Retype every entry in its entirety, without alteration.
[START TASK INPUT]
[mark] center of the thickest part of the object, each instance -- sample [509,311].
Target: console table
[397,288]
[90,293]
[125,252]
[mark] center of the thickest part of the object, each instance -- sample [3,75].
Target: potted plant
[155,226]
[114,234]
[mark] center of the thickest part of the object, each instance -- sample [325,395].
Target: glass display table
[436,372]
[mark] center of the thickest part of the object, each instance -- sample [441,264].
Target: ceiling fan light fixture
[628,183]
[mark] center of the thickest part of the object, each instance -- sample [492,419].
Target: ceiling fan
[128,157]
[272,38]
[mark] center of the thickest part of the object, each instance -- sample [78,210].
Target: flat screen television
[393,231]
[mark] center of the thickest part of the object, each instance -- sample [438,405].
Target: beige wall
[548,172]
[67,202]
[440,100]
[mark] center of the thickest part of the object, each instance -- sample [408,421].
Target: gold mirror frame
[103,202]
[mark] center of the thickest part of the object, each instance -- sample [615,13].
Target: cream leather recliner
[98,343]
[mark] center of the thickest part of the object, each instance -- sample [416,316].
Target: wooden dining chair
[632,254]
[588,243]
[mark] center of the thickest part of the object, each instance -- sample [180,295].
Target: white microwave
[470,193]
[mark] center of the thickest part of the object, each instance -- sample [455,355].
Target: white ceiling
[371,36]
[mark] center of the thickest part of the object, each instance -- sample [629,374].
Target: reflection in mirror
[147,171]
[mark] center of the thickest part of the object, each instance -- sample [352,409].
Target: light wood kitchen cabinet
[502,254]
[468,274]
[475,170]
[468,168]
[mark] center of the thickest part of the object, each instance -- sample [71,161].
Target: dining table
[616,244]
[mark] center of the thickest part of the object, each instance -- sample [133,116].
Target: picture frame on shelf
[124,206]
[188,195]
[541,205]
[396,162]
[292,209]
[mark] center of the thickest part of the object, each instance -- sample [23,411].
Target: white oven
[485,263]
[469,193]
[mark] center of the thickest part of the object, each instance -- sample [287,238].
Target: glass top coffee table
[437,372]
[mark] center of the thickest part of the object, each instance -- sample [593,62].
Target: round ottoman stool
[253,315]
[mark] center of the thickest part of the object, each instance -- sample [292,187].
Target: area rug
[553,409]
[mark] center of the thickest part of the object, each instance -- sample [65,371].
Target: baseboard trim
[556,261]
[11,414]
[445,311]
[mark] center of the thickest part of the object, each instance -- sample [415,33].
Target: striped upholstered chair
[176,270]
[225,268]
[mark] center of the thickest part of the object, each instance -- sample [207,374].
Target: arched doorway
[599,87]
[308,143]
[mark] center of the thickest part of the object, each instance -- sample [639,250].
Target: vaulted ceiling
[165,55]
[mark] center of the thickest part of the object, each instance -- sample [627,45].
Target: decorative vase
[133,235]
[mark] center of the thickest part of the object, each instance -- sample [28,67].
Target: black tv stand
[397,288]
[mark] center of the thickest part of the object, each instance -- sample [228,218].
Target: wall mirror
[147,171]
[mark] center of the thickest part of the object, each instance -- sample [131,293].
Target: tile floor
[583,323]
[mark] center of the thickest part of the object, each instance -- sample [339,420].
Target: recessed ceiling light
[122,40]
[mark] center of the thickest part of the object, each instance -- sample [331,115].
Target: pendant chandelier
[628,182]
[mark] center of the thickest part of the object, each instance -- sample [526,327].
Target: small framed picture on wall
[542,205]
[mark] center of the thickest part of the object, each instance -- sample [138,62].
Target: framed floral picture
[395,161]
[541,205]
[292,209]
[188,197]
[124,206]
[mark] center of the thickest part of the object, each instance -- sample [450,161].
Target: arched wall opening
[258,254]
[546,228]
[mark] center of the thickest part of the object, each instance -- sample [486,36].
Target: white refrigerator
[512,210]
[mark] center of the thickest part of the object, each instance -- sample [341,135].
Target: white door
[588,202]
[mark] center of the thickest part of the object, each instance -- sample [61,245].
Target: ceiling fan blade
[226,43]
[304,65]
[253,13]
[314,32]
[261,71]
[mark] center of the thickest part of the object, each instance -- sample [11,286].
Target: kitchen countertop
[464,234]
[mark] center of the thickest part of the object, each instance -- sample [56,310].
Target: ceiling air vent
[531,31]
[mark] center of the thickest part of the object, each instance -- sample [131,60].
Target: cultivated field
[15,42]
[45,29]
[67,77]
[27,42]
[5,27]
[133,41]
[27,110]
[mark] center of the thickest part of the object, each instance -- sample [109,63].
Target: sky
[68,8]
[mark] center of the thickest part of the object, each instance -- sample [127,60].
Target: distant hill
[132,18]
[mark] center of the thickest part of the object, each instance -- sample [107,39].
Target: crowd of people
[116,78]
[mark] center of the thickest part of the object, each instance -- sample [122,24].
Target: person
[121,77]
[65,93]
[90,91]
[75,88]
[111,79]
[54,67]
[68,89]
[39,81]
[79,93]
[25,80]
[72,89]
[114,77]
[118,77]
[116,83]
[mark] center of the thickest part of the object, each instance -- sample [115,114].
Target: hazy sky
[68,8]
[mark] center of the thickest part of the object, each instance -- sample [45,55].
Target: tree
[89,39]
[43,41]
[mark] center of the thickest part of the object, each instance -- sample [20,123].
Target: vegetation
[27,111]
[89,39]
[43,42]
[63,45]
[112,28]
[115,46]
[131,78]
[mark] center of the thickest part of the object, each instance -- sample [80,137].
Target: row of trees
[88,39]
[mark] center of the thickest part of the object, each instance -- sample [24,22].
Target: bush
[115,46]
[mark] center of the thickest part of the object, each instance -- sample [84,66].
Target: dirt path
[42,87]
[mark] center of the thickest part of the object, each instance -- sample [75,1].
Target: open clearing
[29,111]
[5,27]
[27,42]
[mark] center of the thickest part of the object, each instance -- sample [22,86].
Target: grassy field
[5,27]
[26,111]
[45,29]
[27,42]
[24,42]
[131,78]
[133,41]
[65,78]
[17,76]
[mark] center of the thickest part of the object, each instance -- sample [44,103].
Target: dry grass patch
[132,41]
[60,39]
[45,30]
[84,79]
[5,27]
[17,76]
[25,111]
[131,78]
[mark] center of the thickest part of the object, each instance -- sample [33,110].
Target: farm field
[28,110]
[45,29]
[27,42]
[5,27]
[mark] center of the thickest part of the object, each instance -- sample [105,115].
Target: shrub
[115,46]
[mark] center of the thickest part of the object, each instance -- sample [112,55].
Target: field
[END TASK INPUT]
> [RESULT FOR THIS TASK]
[mark] center of the thickest part of the object, each instance -- sample [509,311].
Target: console table
[397,288]
[90,293]
[125,252]
[mark] center of the thickest part of the object, each instance -- sample [3,75].
Target: potted plant
[155,226]
[114,234]
[mark] center of the thickest part of the object, each instance -- sample [325,395].
Target: glass display table
[436,372]
[mark] center of the thickest part of the object, each instance -- sample [441,264].
Target: ceiling fan light fixture
[628,183]
[mark] center of the thickest part of the object, each instance -- sample [492,419].
Target: ceiling fan
[128,157]
[272,38]
[mark] center of the thickest part of the object, each instance -- sample [78,210].
Target: flat screen television
[393,231]
[mark] center of the thickest part of the object, each instance -- sample [438,405].
Target: beige wall
[548,172]
[67,202]
[440,100]
[mark] center of the thickest part of the object, each instance -- sample [408,421].
Target: gold mirror frame
[103,202]
[mark] center of the thickest part of the object, each instance -- sample [615,13].
Target: cream leather recliner
[98,343]
[mark] center of the thickest part of the object, each instance -- sample [416,316].
Target: wooden dining chair
[632,254]
[588,243]
[mark] center of the thickest part of the object, each instance -- sample [180,295].
Target: white microwave
[470,193]
[mark] center of the thickest part of the object, each instance -- sample [455,355].
Target: white ceiling
[371,36]
[mark] center of the thickest part of the object, each instance -- sample [629,374].
Target: reflection in mirror
[147,171]
[mark] center of the thickest part of the object, each instance -- sample [352,409].
Target: light wood kitchen cabinet
[502,254]
[468,274]
[475,170]
[468,168]
[mark] center of the thickest part of the object, each instance -- sample [71,161].
Target: dining table
[616,244]
[mark] center of the thickest part of the object, each instance -- sample [133,116].
Target: picture frame on shelf
[124,206]
[188,195]
[541,205]
[396,162]
[292,209]
[mark] center of the thickest part of the object, each instance -- sample [23,411].
Target: white oven
[485,263]
[469,193]
[mark] center of the thickest part of the object, each instance -- sample [287,238].
Target: glass top coffee table
[437,372]
[mark] center of the thickest part of the object, each instance -- sample [593,62].
Target: round ottoman stool
[253,315]
[mark] center of the thickest part of the object, each instance -- sample [292,187].
Target: area rug
[553,409]
[mark] center of the thickest part of the object, each instance -- sample [65,371].
Target: baseboard trim
[556,261]
[11,414]
[445,311]
[mark] center of the thickest part of the object, each instance -- sample [415,33].
Target: striped upholstered chair
[176,270]
[225,268]
[mark] center of the thickest part of the object, each instance -- sample [207,374].
Target: arched doorway
[599,87]
[308,143]
[mark] center of the thickest part of the object, each instance -- sample [639,250].
Target: vaulted ceiling
[165,55]
[mark] center of the thickest part of the object, each instance -- sample [627,45].
Target: decorative vase
[133,235]
[mark] center of the thickest part of the object, each instance -- sample [28,67].
Target: black tv stand
[397,288]
[mark] center of the thickest part of the object, each instance -- sample [228,218].
Target: wall mirror
[147,171]
[mark] center of the thickest part of the object, each instance -- sample [131,293].
Target: tile floor
[583,323]
[mark] center of the thickest part of the object, each instance -- sample [339,420].
Target: recessed ceiling light
[122,40]
[mark] center of the thickest part of the object, each instance -- sample [331,115].
Target: pendant chandelier
[628,182]
[mark] center of the thickest part of the object, each instance -- sample [526,327].
Target: small framed picture on wall
[542,205]
[mark] center of the thickest part of the object, each instance -- sample [138,62].
Target: framed floral picture
[395,161]
[541,205]
[292,209]
[188,197]
[124,206]
[mark] center of the thickest part of the object, each instance -- sample [450,161].
Target: arched wall opening
[258,254]
[546,228]
[mark] center of the thickest part of the object, each instance -- sample [486,36].
Target: white refrigerator
[512,210]
[mark] center of the thickest part of the object, each instance -- sample [341,135].
Target: white door
[588,202]
[mark] center of the thickest part of the object, each instance -- sample [61,245].
Target: ceiling fan blade
[226,43]
[304,65]
[253,13]
[314,32]
[261,71]
[mark] center of the thickest part of the object, each instance -- sample [11,286].
Target: kitchen countertop
[464,234]
[mark] center of the thickest part of the object, each instance -- sample [56,310].
Target: ceiling air vent
[531,31]
[mark] center of the thickest part of the object, each instance -- sample [131,60].
Target: cultivated field
[15,42]
[45,29]
[67,77]
[27,42]
[5,27]
[133,41]
[27,110]
[mark] center of the thickest part of the object, each instance -- sample [109,63].
Target: sky
[68,8]
[mark] center of the thickest part of the object, each instance -- sample [127,60].
Target: distant hill
[132,18]
[mark] center of the thickest part of the object, each instance -- sample [107,39].
Target: crowd of people
[116,78]
[mark] center of the thickest part of the object, each instance -- sample [122,24].
Target: person
[121,77]
[65,93]
[90,91]
[75,88]
[111,79]
[54,67]
[68,89]
[39,81]
[79,93]
[25,80]
[72,89]
[114,77]
[118,77]
[116,83]
[mark] center of the thickest part of the object, each instance -- sample [115,114].
Target: hazy sky
[68,8]
[mark] center of the thickest part of the object, each instance -- sample [45,55].
Target: tree
[89,39]
[43,41]
[mark] center of the thickest part of the object, each instance -- sample [20,123].
Target: vegetation
[27,111]
[89,39]
[43,42]
[63,45]
[112,28]
[115,46]
[131,78]
[mark] center of the thickest part of the object, each instance -- sample [80,137].
Target: row of trees
[88,39]
[mark] center of the thickest part of the object, each instance -- sample [24,22].
Target: bush
[115,46]
[mark] center of the thickest part of the object, each instance -- sample [84,66].
Target: dirt path
[42,87]
[mark] center of the thickest part of the object, each instance -- sample [75,1].
Target: open clearing
[29,111]
[5,27]
[27,42]
[mark] center of the thickest part of the object, each instance -- sample [22,86].
Target: grassy field
[5,27]
[26,111]
[45,29]
[27,42]
[24,42]
[131,78]
[133,41]
[65,78]
[17,76]
[mark] center of the thickest part of the object, each instance -- sample [44,103].
Target: dry grass patch
[132,41]
[60,39]
[45,30]
[84,79]
[5,27]
[17,76]
[25,111]
[131,78]
[mark] center of the thickest part of the object, each instance -- sample [33,110].
Target: farm field
[28,110]
[45,29]
[27,42]
[5,27]
[mark] center of the thickest part of the object, each instance -- sample [105,115].
Target: shrub
[115,46]
[mark] center of the thickest part of the object, each instance -- sample [112,55].
Target: field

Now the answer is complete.